# The task
Print the listing that follows, character for character.

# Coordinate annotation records
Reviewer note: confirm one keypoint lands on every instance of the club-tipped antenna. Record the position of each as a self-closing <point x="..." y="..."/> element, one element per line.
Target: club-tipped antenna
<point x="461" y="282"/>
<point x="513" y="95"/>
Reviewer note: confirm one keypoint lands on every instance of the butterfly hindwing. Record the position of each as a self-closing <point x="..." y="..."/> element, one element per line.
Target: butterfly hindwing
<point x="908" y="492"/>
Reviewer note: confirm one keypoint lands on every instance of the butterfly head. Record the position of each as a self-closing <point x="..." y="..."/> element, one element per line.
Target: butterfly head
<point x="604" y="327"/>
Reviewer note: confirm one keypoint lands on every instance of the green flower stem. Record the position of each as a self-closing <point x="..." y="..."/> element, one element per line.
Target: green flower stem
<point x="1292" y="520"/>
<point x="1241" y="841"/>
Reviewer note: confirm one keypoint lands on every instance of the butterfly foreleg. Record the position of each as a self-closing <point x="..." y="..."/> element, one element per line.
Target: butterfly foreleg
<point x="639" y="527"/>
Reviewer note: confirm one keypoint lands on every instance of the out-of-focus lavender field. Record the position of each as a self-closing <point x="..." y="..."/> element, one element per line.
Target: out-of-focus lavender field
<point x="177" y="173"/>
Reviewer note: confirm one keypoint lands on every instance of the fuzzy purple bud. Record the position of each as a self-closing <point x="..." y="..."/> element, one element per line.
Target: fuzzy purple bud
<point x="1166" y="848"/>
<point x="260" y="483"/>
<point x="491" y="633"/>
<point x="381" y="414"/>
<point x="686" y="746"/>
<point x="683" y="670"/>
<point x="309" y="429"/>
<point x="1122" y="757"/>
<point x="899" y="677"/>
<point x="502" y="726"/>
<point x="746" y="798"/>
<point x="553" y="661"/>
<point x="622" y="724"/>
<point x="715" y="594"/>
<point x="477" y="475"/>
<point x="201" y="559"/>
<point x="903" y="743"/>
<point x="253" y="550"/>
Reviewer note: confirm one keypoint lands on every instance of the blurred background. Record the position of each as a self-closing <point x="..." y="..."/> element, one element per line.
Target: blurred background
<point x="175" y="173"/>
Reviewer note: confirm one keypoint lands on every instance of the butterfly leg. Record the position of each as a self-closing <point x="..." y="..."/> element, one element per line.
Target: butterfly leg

# Answer to the exercise
Reviewer note: confirm one keypoint lands on every instance of the club-tipped antenna. Record the position of each as a self-closing <point x="..." y="..."/> element, one element per line.
Target: club-tipped antenna
<point x="461" y="282"/>
<point x="513" y="95"/>
Reviewer note: confirm one keypoint lands on every instance of the butterfly hindwing. Record the position of each as a self-closing <point x="..." y="..."/> element, one element per line.
Target: butterfly hindwing
<point x="908" y="492"/>
Reviewer note: confirm one keypoint lands on every instance of the butterfly head. Record the position of each as a self-closing <point x="..." y="..."/> element, one element per line.
Target: butterfly head
<point x="604" y="327"/>
Reviewer note: confirm one keypoint lands on every instance of the green flower stem. Record the position of each as a self-closing <point x="..." y="..."/> element, one element per line.
Target: green flower stem
<point x="1292" y="520"/>
<point x="1241" y="841"/>
Reviewer note: confirm one keypoint lands on every instance of the butterfly foreleg. Record the position of each as a self-closing <point x="..." y="..."/> element, one element per line.
Target: butterfly foreleg
<point x="639" y="527"/>
Reviewer note: confirm one keypoint lands on every instance of the out-of-focus lavender field. Record the position of each as a self-closing <point x="..." y="..."/> element, one element per line.
Target: out-of-focus lavender field
<point x="177" y="173"/>
Reviewer note: confirm one keypoint lands on every instance of the fuzzy purple bud. Record the position of each as a self-closing <point x="..." y="..."/> element, one element per line.
Target: fuzzy purple bud
<point x="1166" y="848"/>
<point x="260" y="483"/>
<point x="491" y="633"/>
<point x="381" y="414"/>
<point x="686" y="746"/>
<point x="683" y="670"/>
<point x="309" y="429"/>
<point x="1122" y="757"/>
<point x="899" y="677"/>
<point x="502" y="726"/>
<point x="746" y="798"/>
<point x="553" y="661"/>
<point x="622" y="724"/>
<point x="715" y="594"/>
<point x="477" y="475"/>
<point x="201" y="559"/>
<point x="903" y="743"/>
<point x="253" y="550"/>
Reviewer note: confirm one keypoint lands on every instance of the blurred background. Record the position of each as a self-closing <point x="..." y="..."/> element, one element per line.
Target: blurred background
<point x="175" y="173"/>
Reviewer note: confirm one keypoint lands on every instance of the butterfly leg. Record the position of each as a self-closing <point x="..." y="..."/> element, one element per line.
Target: butterfly leg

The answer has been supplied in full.